What is expected: Reproduce the records below, swapping "bottle label" for "jar label" and keeping everything else identical. Leave the pictures out of your answer.

— begin Provided data —

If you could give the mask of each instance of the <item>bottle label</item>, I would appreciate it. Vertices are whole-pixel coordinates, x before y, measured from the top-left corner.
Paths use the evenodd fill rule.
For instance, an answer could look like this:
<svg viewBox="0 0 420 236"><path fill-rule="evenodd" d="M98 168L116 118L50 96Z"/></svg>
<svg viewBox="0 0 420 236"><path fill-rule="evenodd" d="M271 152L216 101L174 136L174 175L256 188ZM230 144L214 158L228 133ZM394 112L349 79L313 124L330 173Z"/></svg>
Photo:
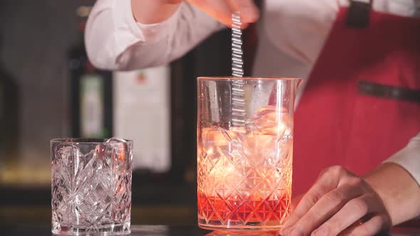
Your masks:
<svg viewBox="0 0 420 236"><path fill-rule="evenodd" d="M104 80L97 74L85 75L80 86L80 134L83 137L102 138L104 127Z"/></svg>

— end Provided data —

Response to this task:
If you could give the mask of each instance of the <item>jar label</item>, I would appreciate it. Vertices are whole-pixel coordinates, x before y, measured from the top-left corner.
Paths use the evenodd fill rule.
For instance, an answer could look like this:
<svg viewBox="0 0 420 236"><path fill-rule="evenodd" d="M98 168L116 118L50 96Z"/></svg>
<svg viewBox="0 0 420 236"><path fill-rule="evenodd" d="M271 152L216 101L174 136L174 175L256 188ZM230 144L214 158L228 133ZM394 112L349 79L313 124L330 173Z"/></svg>
Photo:
Your masks:
<svg viewBox="0 0 420 236"><path fill-rule="evenodd" d="M104 80L97 74L85 75L80 86L80 134L83 137L102 138L104 127Z"/></svg>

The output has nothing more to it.